(begin)

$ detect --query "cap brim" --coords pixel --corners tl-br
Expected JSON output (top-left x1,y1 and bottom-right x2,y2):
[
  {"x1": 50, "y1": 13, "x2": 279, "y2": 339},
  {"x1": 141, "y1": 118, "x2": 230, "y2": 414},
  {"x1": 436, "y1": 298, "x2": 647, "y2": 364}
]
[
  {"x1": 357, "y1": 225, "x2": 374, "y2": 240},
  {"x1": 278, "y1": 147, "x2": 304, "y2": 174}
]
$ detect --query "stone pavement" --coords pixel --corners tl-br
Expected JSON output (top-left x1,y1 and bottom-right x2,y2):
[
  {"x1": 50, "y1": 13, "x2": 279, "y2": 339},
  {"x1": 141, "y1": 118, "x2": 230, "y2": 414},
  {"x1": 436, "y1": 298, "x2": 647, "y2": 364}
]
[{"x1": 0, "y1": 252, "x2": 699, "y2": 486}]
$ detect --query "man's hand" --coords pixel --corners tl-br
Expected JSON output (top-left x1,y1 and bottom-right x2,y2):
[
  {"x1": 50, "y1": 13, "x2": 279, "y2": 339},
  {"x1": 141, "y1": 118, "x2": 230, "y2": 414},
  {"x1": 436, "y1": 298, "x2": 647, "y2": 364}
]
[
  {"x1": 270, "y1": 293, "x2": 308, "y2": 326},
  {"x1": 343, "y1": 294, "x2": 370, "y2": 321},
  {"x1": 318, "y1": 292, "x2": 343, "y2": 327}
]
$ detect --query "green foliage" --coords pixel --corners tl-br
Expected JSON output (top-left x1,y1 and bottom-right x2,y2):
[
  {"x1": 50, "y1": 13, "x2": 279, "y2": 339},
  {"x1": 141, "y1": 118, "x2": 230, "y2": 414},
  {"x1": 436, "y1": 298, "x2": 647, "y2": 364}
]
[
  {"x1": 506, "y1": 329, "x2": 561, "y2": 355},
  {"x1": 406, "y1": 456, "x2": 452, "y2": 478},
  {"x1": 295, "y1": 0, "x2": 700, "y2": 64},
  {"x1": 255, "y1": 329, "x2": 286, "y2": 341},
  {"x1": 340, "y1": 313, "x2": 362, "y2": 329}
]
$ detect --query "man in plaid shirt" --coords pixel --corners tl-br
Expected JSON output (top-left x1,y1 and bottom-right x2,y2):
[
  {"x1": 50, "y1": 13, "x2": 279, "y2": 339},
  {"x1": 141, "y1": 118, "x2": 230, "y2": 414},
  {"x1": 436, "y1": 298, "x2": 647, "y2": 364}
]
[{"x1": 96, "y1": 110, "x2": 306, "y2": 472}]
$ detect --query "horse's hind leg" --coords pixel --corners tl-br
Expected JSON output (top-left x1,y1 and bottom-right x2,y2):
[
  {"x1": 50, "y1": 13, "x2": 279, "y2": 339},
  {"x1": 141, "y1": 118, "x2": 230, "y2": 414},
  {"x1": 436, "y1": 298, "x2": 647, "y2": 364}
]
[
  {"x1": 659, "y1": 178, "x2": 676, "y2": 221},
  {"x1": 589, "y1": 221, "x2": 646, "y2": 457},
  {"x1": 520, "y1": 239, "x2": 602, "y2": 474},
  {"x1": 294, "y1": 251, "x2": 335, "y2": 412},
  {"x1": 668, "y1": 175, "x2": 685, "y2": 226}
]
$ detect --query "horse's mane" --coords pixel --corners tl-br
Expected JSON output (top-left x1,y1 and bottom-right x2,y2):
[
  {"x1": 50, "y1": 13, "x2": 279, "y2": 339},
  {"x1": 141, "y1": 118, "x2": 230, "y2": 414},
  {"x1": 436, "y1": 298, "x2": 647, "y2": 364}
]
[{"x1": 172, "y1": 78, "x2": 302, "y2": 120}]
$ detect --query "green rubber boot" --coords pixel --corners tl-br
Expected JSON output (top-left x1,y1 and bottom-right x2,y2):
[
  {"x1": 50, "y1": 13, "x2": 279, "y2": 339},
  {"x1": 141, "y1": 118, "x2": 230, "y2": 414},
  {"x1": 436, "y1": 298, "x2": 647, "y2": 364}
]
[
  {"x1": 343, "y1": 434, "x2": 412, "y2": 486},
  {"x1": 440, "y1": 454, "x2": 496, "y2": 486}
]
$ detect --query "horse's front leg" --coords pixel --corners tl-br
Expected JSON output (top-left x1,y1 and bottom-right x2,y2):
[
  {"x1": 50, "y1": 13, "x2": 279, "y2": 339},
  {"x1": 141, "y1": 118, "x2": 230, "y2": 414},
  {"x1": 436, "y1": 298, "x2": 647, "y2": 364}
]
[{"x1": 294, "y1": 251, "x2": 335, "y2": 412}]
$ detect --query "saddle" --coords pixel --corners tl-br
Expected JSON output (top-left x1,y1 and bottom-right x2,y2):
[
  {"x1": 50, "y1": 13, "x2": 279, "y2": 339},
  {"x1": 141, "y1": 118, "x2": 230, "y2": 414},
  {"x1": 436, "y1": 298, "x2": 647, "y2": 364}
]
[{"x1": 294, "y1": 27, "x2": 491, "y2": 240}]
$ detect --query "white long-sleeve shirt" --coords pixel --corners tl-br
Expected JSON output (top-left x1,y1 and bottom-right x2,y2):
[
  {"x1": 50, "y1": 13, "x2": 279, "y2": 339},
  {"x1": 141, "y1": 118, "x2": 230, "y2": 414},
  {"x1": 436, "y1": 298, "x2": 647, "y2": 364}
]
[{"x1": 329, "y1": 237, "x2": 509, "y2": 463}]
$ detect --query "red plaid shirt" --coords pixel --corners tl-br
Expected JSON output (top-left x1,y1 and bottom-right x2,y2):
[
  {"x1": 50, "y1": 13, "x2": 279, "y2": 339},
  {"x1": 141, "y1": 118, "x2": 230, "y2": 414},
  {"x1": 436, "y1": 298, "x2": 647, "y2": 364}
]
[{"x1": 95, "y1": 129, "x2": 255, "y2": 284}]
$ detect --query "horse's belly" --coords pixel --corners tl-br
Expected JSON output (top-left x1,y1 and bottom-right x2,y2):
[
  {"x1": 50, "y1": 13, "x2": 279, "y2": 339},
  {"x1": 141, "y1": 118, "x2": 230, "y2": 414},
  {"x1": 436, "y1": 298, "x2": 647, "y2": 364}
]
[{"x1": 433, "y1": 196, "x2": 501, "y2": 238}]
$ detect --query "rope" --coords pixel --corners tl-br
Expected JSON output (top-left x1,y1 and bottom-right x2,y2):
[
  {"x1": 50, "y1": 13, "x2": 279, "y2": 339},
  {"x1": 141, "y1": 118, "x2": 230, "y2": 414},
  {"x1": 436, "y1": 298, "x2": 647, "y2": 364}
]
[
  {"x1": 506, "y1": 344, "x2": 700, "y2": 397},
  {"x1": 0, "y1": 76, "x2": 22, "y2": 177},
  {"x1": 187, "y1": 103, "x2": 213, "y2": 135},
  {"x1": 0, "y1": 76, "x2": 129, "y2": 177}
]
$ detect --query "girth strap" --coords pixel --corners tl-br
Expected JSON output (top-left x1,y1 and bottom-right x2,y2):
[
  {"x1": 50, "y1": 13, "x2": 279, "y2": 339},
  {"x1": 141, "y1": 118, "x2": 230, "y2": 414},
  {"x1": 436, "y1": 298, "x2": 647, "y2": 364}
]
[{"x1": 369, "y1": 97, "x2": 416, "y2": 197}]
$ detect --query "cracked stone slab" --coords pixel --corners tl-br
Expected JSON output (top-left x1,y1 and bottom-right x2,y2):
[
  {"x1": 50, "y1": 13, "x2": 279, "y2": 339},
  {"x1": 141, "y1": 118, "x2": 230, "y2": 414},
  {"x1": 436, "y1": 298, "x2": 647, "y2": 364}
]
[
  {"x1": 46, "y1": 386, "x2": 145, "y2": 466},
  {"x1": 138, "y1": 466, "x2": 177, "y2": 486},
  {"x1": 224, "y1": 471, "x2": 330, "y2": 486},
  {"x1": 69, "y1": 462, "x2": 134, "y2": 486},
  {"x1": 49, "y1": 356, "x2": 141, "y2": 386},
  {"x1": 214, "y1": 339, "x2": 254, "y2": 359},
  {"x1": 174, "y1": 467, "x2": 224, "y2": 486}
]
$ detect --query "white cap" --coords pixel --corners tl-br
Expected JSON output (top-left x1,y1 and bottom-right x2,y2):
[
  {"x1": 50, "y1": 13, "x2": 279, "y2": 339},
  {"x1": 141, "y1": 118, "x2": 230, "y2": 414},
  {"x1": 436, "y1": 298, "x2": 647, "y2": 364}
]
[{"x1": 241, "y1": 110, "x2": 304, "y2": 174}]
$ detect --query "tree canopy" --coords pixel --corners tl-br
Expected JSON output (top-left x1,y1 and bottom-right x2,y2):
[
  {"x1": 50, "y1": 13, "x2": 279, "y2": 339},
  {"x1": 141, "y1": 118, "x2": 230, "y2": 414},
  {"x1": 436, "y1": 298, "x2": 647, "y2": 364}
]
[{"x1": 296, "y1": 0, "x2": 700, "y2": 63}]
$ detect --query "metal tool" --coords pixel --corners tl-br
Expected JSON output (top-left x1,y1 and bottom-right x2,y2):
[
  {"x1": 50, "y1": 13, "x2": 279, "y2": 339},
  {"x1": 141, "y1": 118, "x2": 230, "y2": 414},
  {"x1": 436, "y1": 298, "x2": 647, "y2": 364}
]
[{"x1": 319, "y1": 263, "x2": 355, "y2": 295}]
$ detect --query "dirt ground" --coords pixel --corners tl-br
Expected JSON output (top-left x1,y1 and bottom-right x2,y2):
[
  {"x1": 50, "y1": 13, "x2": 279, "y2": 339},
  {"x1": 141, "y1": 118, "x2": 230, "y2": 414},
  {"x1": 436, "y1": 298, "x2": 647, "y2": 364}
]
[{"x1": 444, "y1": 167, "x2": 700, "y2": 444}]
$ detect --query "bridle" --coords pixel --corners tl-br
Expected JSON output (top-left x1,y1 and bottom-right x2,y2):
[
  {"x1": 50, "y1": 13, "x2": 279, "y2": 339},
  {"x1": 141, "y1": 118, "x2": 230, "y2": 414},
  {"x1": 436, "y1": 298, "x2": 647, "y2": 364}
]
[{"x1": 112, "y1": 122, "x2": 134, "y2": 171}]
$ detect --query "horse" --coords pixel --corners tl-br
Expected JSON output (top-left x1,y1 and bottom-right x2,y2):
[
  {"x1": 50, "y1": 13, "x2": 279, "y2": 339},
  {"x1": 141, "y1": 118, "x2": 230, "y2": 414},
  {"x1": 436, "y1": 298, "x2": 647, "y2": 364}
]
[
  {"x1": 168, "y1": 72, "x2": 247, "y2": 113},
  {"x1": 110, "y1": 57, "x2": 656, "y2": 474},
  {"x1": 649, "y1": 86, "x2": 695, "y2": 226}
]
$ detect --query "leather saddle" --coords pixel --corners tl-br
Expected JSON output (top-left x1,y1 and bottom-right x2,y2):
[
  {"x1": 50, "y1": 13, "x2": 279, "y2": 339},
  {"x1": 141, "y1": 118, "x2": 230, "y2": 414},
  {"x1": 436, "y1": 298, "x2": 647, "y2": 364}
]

(end)

- [THE TASK] Find every line of the material that contains the word "green" and copy each of those lines in full.

- [ANSWER]
$ detect --query "green foliage" --coords pixel --corners tl-br
$ detect --query "green rubber boot" --coords pixel --corners tl-br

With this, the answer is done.